Equipment for Small Roasters to Distribute

Beanmaster

New member
Feb 28, 2005
7
0
Upper Sansusky, Ohio
I am a small roaster with 10 other coffee house accounts. one problem I run into is the EQUIPMENT. I can't go and purchase all the airpot brewers and so on with the capital I gain. I am looking to find a company that will help me find ways to purchase equipment with a 30 day grace period. If anyone has any information on this I would appreciate it considerably. Thank you so much and have a good day.
 
With the Extractor series brewers coming out, there is a bunch of used equipment coming back in. You could probably get a deal on some pre-owned airpot brewers to bootstrap yourself into wider distribution.

If you stick to tried and true models, they will be fairly reliable and you won't have the service costs to deal with. New technology usually breaks down more frequently. You could use that to your advantage.
 

cafemakers

New member
Nov 3, 2004
576
0
In addition to that, you may also consider some small changes to your business model that could help to alleviate the cash crunch, improve the quality of your customers' product and your position as a partner to their business rather than just a supplier.

The "free brewer for every account" business model has some big flaws, including but not limited to the capital outlay; sure, it is helpful to to attract the uneducated customers that do not understand (or worse, care) about the difference between what you offer and the Folgers crystals they drink at home, but are these really your ideal customers?

I suggest that you develop an equipment plan that allows you to provide your customers with better quality equipment, such as was mentioned in javahill's previous post, but help them to understand that there is a cost involved (whether they see it or not, as in the case where equipment is provided for free).

• DATA LINES:
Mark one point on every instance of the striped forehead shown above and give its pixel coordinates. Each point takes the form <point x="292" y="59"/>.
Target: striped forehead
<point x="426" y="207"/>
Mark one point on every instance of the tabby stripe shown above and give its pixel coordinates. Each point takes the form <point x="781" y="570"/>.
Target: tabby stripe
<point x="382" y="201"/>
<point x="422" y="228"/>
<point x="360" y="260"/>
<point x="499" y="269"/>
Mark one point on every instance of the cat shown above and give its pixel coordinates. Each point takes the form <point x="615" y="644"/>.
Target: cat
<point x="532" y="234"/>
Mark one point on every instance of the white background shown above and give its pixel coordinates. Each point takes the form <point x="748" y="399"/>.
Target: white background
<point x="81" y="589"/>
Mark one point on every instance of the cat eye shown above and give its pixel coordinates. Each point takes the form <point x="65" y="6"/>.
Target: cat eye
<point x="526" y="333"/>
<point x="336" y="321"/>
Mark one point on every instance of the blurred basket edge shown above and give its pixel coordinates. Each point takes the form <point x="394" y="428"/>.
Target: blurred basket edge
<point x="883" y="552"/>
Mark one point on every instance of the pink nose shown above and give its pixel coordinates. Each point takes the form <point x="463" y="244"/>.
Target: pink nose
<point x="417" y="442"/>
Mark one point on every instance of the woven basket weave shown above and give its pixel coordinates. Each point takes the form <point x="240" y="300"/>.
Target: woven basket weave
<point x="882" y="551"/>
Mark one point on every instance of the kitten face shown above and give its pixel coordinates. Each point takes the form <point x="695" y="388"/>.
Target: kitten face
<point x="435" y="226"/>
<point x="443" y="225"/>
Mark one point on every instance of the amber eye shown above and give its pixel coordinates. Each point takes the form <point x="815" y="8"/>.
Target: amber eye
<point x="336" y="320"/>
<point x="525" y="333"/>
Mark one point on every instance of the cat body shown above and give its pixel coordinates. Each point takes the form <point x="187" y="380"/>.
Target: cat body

• WHAT TO WORK ON:
• a. Please repeat the passage from the roaster equipment thread word for word, starting with "With the Extractor" and going on through "just a supplier.".
• b. Condense the paragraph in the roaster equipment thread that begins "If you stick to tried and true models" into a shorter version that keeps its main facts.
• c. Pick up the roaster equipment thread after its last sentence and carry it forward.

• RESPONSES TO THE TASKS:
• a.
With the Extractor series brewers coming out, there is a bunch of used equipment coming back in. You could probably get a deal on some pre-owned airpot brewers to bootstrap yourself into wider distribution.

If you stick to tried and true models, they will be fairly reliable and you won't have the service costs to deal with. New technology usually breaks down more frequently. You could use that to your advantage.
 

cafemakers

New member
Nov 3, 2004
576
0
In addition to that, you may also consider some small changes to your business model that could help to alleviate the cash crunch, improve the quality of your customers' product and your position as a partner to their business rather than just a supplier.

• b. Tried and true models are fairly reliable and avoid service costs. New technology usually breaks down more often, which can be turned to your advantage.

• c.
Some of the roasters that we have worked with charge the new customer up-front for equipment at cost and then credit a portion of each subsequent sale toward paying them back; for example, 5-10% back on a monthly statement until the equipment purchase price is refunded. If the customer decides to stop working with you, at least they got good equipment at cost - no harm done.

This means 1) you don't need to scramble to come up with all of that cash 2) your customer has an incentive to buy more coffee from you 3) the customer has the security to walk away at anytime (and this doesn't cost you any money) and 4) the customer receives a better quality brewer than they would have otherwise, leading to better output and reliability... and theoretically higher sales volumes.

Explain that you have chosen to go this route in order to maintain a high level of quality rather than switch to a cheaper product in order to supplement equipment costs; the ones that understand the approach will pay, the ones that don't... well, they probably would have left when the roaster across town dropped their prices $.25 anyway. Even the bowling alley charges for loaner shoes! (and I still wouldn't want to wear them home)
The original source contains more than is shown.